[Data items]
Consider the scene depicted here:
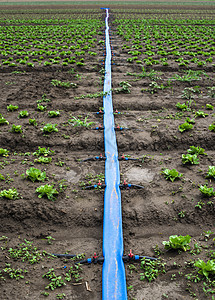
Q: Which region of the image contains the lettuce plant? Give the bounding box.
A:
[26,167,46,182]
[199,184,215,197]
[7,104,19,111]
[187,146,207,155]
[194,259,215,279]
[11,124,22,133]
[161,169,183,182]
[19,110,29,118]
[33,146,55,156]
[36,184,58,201]
[206,166,215,179]
[48,110,60,118]
[0,148,9,156]
[182,154,199,165]
[0,189,19,200]
[208,122,215,132]
[178,122,193,132]
[41,123,58,133]
[162,235,191,251]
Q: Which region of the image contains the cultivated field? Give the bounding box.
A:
[0,5,215,300]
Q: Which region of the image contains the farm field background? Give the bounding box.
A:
[0,1,215,300]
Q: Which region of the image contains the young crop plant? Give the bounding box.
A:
[33,146,55,156]
[206,166,215,179]
[8,239,47,264]
[37,104,47,111]
[182,154,199,165]
[19,110,29,118]
[162,235,191,251]
[0,114,9,125]
[206,103,214,110]
[36,184,59,201]
[28,119,37,126]
[43,268,66,291]
[3,263,28,280]
[0,188,19,200]
[199,184,215,197]
[34,156,52,164]
[48,110,60,118]
[37,94,51,104]
[41,123,58,133]
[178,122,193,133]
[195,110,208,118]
[208,122,215,132]
[51,79,77,88]
[194,259,215,280]
[7,104,19,111]
[141,81,164,95]
[23,167,46,182]
[140,258,166,282]
[114,81,131,94]
[187,146,207,155]
[69,116,95,128]
[208,86,215,98]
[0,148,9,156]
[11,124,22,133]
[161,169,183,182]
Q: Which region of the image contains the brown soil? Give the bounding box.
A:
[0,6,215,300]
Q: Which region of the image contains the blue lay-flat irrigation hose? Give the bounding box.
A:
[102,8,127,300]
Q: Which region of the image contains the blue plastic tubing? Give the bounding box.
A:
[102,9,127,300]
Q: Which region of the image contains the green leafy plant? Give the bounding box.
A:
[161,169,183,182]
[37,94,51,103]
[11,124,22,133]
[140,258,166,282]
[187,146,207,155]
[8,239,47,264]
[0,189,19,200]
[162,235,191,251]
[195,110,208,118]
[51,79,77,88]
[7,104,19,111]
[0,148,9,156]
[206,166,215,179]
[0,114,9,125]
[29,119,37,126]
[194,259,215,279]
[19,110,29,118]
[34,156,52,164]
[37,104,47,111]
[69,116,95,128]
[182,154,199,165]
[36,184,58,201]
[199,184,215,197]
[33,146,55,156]
[208,122,215,132]
[48,110,60,118]
[114,81,131,94]
[43,268,66,291]
[26,167,46,182]
[206,104,214,110]
[178,122,193,132]
[41,123,58,133]
[3,264,27,280]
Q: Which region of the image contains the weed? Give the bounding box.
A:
[22,167,46,182]
[11,124,22,133]
[36,184,58,201]
[7,104,19,111]
[163,235,191,251]
[161,169,183,182]
[0,188,19,200]
[41,123,58,133]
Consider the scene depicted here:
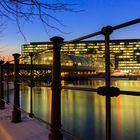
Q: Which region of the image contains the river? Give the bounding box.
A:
[5,80,140,140]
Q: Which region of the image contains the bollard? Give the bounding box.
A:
[49,37,64,140]
[6,61,9,104]
[102,26,113,140]
[12,53,21,123]
[29,52,34,118]
[0,60,5,109]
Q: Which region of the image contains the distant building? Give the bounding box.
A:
[22,39,140,74]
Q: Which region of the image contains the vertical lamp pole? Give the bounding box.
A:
[6,61,9,104]
[0,60,5,109]
[29,52,34,117]
[12,53,21,123]
[102,26,113,140]
[49,37,64,140]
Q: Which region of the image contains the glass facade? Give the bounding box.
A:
[22,39,140,74]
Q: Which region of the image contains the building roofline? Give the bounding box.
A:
[23,38,140,46]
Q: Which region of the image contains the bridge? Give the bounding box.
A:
[4,64,95,80]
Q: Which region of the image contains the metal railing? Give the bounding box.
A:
[0,18,140,140]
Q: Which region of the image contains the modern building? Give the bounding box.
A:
[22,39,140,74]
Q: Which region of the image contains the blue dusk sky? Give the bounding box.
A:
[0,0,140,60]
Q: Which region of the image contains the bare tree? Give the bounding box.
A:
[0,0,74,36]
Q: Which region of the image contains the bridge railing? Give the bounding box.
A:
[0,18,140,140]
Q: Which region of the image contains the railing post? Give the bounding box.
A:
[6,61,9,104]
[49,37,64,140]
[12,53,21,123]
[0,60,5,109]
[29,52,34,117]
[102,26,113,140]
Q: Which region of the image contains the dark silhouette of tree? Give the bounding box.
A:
[0,0,74,36]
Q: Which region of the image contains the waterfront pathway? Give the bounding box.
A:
[0,105,49,140]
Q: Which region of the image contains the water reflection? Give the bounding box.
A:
[5,80,140,140]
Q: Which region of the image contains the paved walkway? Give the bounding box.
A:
[0,106,49,140]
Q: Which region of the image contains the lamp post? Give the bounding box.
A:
[49,37,64,140]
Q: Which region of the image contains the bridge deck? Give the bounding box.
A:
[0,106,49,140]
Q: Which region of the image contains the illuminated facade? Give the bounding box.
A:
[22,39,140,74]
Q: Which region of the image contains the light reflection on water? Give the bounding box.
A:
[6,80,140,140]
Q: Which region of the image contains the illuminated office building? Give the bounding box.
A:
[22,39,140,74]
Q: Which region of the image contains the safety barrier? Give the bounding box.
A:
[0,18,140,140]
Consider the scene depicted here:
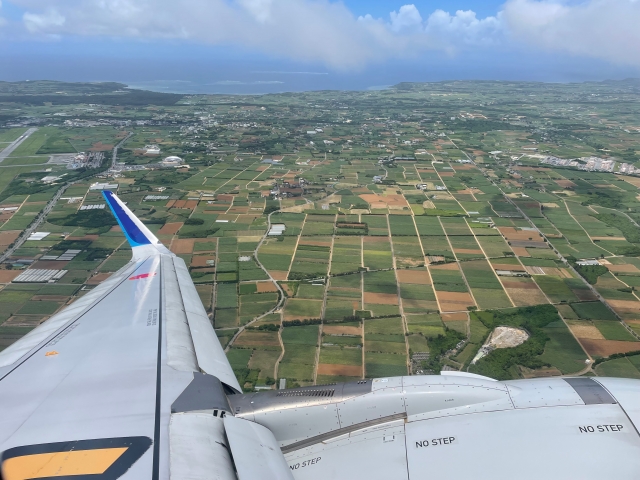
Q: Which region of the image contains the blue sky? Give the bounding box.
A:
[0,0,640,93]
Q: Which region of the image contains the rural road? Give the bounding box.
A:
[0,182,73,263]
[111,132,133,169]
[0,127,38,163]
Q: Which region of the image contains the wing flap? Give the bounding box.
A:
[169,413,238,480]
[0,264,137,370]
[224,416,293,480]
[102,190,171,260]
[171,257,242,392]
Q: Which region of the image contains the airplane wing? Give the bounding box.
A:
[0,192,290,480]
[0,192,640,480]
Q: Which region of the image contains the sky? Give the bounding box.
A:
[0,0,640,93]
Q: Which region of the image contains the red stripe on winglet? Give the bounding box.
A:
[129,273,157,280]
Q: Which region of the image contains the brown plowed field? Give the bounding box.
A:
[491,263,525,272]
[171,238,196,254]
[318,363,362,378]
[158,222,184,235]
[33,260,69,270]
[191,255,215,267]
[322,325,362,335]
[0,230,22,247]
[436,292,475,312]
[429,263,460,270]
[362,237,389,243]
[498,227,542,242]
[364,292,398,305]
[506,287,548,307]
[569,325,605,340]
[397,270,431,285]
[298,238,331,247]
[85,273,113,284]
[256,282,278,293]
[605,264,640,273]
[554,180,576,188]
[31,294,68,302]
[591,237,627,242]
[571,288,596,300]
[269,270,289,280]
[502,277,538,290]
[607,300,640,317]
[580,338,640,357]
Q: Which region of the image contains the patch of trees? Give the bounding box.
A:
[49,210,118,228]
[580,190,623,208]
[282,318,322,327]
[469,305,561,380]
[573,265,609,285]
[422,329,466,372]
[592,213,640,243]
[247,323,280,332]
[179,227,220,238]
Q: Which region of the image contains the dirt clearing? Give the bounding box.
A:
[318,363,362,378]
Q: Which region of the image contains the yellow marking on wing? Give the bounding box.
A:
[2,447,127,480]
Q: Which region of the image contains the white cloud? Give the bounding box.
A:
[425,10,504,46]
[13,0,640,70]
[503,0,640,67]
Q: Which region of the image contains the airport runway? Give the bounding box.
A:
[0,127,38,163]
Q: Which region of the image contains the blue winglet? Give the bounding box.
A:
[102,190,152,247]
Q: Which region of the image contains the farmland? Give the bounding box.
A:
[0,82,640,391]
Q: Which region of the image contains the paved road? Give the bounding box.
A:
[0,182,73,263]
[0,127,38,163]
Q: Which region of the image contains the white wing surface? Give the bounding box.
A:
[0,192,241,480]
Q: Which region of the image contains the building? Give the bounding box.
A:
[160,155,184,166]
[89,182,119,191]
[144,145,160,155]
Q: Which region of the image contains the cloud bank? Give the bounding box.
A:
[7,0,640,71]
[503,0,640,67]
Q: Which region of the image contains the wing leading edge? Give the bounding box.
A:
[0,192,241,480]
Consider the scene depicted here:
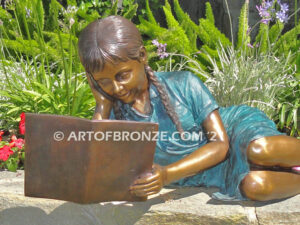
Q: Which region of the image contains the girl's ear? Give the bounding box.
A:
[139,46,148,64]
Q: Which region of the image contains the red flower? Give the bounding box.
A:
[0,130,4,141]
[0,145,14,161]
[9,135,25,149]
[19,112,25,135]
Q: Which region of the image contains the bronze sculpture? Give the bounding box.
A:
[79,16,300,201]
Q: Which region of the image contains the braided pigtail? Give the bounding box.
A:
[113,100,124,120]
[145,65,184,135]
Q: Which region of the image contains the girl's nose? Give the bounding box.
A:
[113,80,124,95]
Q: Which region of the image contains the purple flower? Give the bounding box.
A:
[247,27,251,34]
[151,39,159,47]
[260,18,271,24]
[247,43,253,48]
[152,39,169,59]
[256,5,270,18]
[276,11,288,23]
[265,1,273,9]
[25,7,31,18]
[280,3,289,13]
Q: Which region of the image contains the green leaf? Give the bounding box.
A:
[146,0,158,25]
[236,1,250,50]
[205,2,215,24]
[5,158,19,172]
[279,104,286,129]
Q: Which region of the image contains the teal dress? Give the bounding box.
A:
[110,71,283,201]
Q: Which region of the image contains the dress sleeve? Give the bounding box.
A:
[185,72,219,124]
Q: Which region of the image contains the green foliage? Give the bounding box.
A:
[203,47,295,121]
[138,0,230,75]
[205,2,215,24]
[146,0,157,25]
[0,0,142,129]
[174,0,199,52]
[275,79,300,137]
[236,1,250,50]
[199,19,231,49]
[0,59,94,129]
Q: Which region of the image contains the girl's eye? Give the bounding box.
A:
[116,72,130,81]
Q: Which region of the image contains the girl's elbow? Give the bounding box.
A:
[221,141,229,161]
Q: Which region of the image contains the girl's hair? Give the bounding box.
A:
[78,16,183,133]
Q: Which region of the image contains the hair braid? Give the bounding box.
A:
[145,65,184,135]
[113,100,124,120]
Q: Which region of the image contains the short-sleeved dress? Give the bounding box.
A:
[110,71,284,201]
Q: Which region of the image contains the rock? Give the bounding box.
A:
[0,171,300,225]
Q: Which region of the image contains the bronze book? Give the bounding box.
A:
[25,113,158,204]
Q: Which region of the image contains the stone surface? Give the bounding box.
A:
[0,171,300,225]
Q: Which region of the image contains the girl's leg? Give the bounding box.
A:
[240,171,300,201]
[247,136,300,167]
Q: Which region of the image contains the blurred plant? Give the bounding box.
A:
[0,59,94,130]
[0,0,137,128]
[196,47,295,123]
[275,79,300,138]
[0,113,25,172]
[138,0,300,76]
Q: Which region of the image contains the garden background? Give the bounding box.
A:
[0,0,300,171]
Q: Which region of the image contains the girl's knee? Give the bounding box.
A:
[247,138,270,165]
[240,171,273,201]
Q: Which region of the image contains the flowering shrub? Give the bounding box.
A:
[0,112,25,171]
[256,0,289,24]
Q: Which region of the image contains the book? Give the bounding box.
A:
[25,113,158,204]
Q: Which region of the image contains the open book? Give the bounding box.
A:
[25,113,158,203]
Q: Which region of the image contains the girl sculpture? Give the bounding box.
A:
[79,16,300,201]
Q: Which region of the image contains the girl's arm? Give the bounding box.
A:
[131,110,229,196]
[86,75,113,120]
[164,110,229,184]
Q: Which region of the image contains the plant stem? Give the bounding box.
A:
[225,0,234,46]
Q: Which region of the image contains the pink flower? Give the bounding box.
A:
[19,112,25,135]
[9,135,25,149]
[0,145,14,162]
[0,130,4,141]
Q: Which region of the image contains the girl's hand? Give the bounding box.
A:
[86,74,112,104]
[86,74,113,120]
[130,164,166,197]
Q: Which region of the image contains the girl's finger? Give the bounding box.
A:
[131,185,161,197]
[133,173,159,185]
[130,180,159,190]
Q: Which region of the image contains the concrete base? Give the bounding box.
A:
[0,171,300,225]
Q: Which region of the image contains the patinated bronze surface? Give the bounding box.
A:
[79,16,300,201]
[25,113,158,203]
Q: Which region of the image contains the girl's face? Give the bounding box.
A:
[93,57,148,103]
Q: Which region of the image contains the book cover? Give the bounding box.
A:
[25,113,158,204]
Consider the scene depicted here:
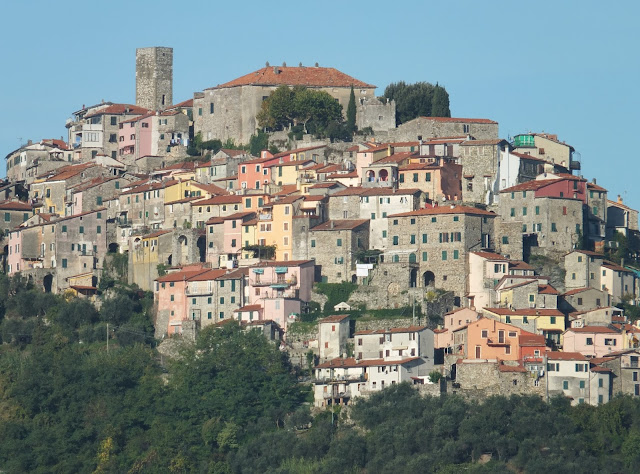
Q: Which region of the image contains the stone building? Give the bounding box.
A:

• _The request_
Output the data word for word, starting at the beginning and ending at the line that contains "[0,1,215,300]", with both ends included. Leave the pictures out of your answer.

• _The completed task_
Consider the scene depicted here:
Q: Which region of the image contains the lettuce plant? Give the bounding box.
A:
[26,167,46,182]
[199,184,215,197]
[7,104,19,111]
[187,146,207,155]
[194,259,215,279]
[11,124,22,133]
[161,169,183,182]
[19,110,29,118]
[33,146,55,156]
[36,184,58,201]
[206,166,215,179]
[48,110,60,118]
[0,148,9,156]
[182,154,199,165]
[0,189,19,200]
[208,122,215,132]
[178,122,193,132]
[41,123,58,133]
[162,235,191,251]
Q: Which region of the image contains the cultivated field? Give the bounding box.
A:
[0,5,215,300]
Q: Which region of the image contains the farm field background? Give the bounding box.
A:
[0,1,215,300]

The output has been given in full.